*Data records*:
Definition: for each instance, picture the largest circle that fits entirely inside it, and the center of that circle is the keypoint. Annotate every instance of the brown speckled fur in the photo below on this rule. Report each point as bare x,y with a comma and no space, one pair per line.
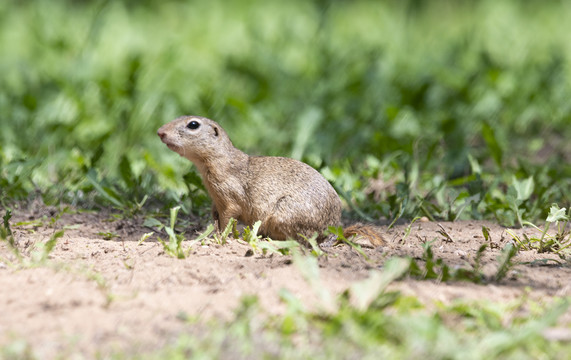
288,196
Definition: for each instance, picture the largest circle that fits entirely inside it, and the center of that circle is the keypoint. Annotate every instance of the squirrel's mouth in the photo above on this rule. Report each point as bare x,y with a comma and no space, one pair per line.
170,145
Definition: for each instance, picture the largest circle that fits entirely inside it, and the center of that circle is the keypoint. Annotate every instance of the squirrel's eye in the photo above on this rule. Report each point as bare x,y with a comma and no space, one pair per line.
193,125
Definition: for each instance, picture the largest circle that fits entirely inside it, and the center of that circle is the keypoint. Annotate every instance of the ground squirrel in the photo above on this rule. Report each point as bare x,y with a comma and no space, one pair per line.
290,197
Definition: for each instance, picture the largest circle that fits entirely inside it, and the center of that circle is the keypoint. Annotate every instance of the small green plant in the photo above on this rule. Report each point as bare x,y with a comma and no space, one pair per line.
505,261
42,250
174,246
558,243
229,229
435,268
338,231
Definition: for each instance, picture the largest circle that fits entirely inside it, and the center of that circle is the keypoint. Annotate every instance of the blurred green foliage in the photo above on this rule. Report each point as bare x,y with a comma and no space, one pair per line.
410,108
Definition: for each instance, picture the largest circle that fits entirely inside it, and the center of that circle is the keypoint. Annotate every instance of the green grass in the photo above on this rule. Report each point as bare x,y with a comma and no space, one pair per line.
368,321
450,104
444,109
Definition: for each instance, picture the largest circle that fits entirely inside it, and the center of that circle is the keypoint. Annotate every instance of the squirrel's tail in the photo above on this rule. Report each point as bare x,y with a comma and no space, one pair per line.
366,232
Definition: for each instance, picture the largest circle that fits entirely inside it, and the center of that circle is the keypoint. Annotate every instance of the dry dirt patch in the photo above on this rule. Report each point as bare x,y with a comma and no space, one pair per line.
95,296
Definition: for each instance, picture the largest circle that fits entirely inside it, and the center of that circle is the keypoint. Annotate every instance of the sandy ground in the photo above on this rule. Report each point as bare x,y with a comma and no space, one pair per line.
95,296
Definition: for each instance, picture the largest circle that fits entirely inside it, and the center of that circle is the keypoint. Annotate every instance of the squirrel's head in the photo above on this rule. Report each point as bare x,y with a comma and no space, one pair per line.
195,138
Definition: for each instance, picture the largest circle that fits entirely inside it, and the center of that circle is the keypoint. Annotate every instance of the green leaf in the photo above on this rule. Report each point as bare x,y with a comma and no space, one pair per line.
489,136
556,214
523,188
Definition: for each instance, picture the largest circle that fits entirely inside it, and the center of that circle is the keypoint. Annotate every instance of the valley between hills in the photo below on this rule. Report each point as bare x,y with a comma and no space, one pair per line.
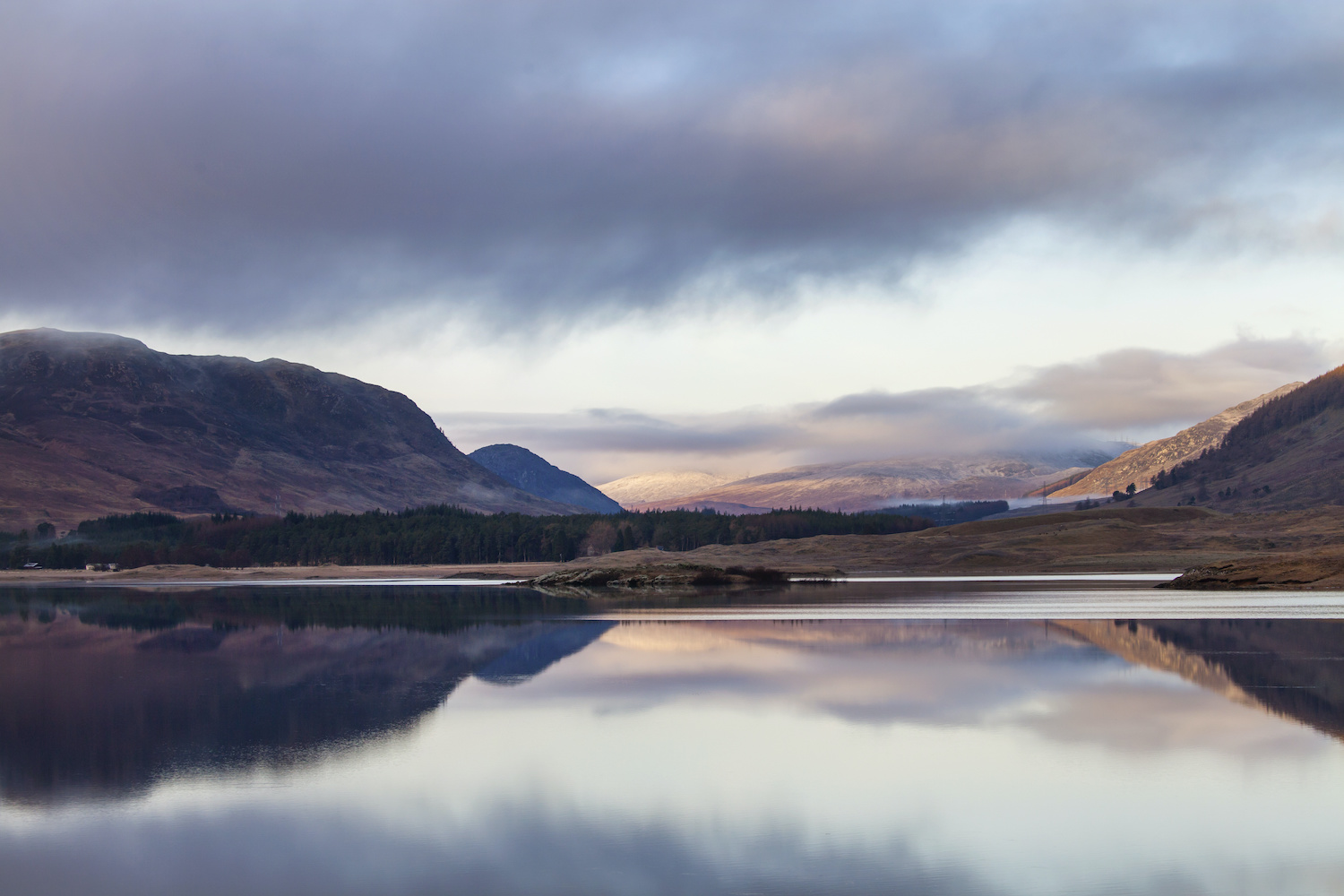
99,426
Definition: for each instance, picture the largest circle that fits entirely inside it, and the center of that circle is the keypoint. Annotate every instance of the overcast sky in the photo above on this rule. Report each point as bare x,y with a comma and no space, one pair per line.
672,234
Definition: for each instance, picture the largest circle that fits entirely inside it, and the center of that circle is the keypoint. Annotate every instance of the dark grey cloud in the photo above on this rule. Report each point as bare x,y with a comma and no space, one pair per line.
1140,389
238,163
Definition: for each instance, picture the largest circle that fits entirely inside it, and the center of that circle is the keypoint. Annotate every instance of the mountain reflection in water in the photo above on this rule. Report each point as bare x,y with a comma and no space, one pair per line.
296,743
112,704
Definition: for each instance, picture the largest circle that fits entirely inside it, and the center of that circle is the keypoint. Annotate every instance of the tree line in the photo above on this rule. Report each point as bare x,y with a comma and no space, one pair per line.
1246,444
440,535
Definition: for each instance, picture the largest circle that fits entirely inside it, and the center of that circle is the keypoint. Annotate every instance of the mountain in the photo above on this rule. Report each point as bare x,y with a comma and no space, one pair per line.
875,484
534,474
93,424
1142,463
660,487
1287,454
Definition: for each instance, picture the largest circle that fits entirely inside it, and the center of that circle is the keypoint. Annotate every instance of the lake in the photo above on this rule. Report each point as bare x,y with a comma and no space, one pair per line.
961,737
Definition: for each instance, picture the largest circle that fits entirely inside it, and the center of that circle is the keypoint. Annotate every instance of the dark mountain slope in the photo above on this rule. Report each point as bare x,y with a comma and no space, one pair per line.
93,424
531,473
1288,454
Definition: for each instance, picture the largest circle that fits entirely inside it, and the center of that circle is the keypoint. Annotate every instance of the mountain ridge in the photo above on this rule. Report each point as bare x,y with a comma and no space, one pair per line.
96,424
1140,463
535,474
868,485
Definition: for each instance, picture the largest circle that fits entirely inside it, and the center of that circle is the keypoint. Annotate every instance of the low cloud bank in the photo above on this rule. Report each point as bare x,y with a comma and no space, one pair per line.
1053,409
246,164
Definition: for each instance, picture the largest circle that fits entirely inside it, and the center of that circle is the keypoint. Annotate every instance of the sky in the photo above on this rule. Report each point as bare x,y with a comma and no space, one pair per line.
726,237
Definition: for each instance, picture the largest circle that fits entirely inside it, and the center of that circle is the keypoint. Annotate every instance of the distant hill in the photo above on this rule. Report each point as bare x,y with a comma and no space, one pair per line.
93,424
659,487
534,474
1142,463
1287,454
875,484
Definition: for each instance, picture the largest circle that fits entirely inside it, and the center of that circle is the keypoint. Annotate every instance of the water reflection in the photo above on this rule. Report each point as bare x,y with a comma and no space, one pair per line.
90,710
204,743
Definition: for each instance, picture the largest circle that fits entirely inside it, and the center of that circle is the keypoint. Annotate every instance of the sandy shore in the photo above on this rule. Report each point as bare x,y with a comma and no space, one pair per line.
1105,540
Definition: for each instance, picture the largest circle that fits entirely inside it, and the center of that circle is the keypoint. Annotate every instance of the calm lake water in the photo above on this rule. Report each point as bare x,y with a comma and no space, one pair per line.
814,739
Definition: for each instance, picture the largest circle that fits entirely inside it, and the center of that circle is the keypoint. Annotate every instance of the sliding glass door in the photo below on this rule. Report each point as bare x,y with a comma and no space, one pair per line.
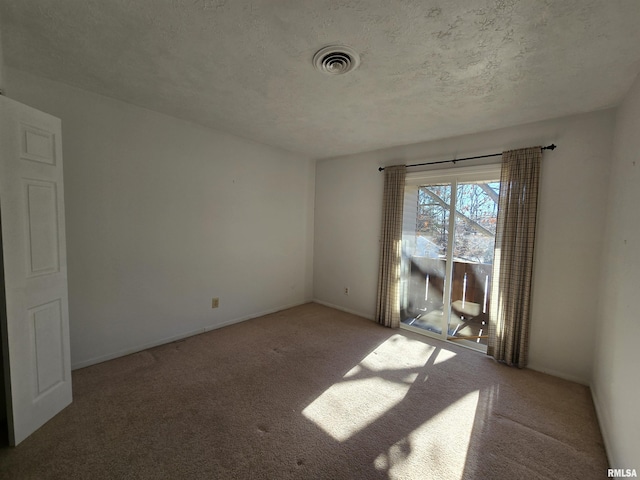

*WHAT TO WORK ON*: Pick out and copy each line in the data records above that contains the string "below". Treat the match as case-sensitive.

*WORKED ANSWER*:
Definition: for each instance, picture the largest circle that fits entirely inside it, and the center of that circle is the keypoint. Annotate every instance of the brown speckled fur in the photo below on this rule. Report each point as bare x,y with a comma and no space, one pair per line.
Definition: for each instance, picture the largest circle that fits entirely inside it, and the center of that circle is the keypoint. Annotate every instance of the valley between hills in the photo below on this rule. Report each point as bare x,y with a comma and no space, one pair per line.
Definition: for each instance, picture the largest circle that fits entirely inside it, and the center of that circle is the keypoint. Annotate every instance of the sliding glass door in the photo below on this rule. Report each point as bare x,y with a comma and no space, one pair per line.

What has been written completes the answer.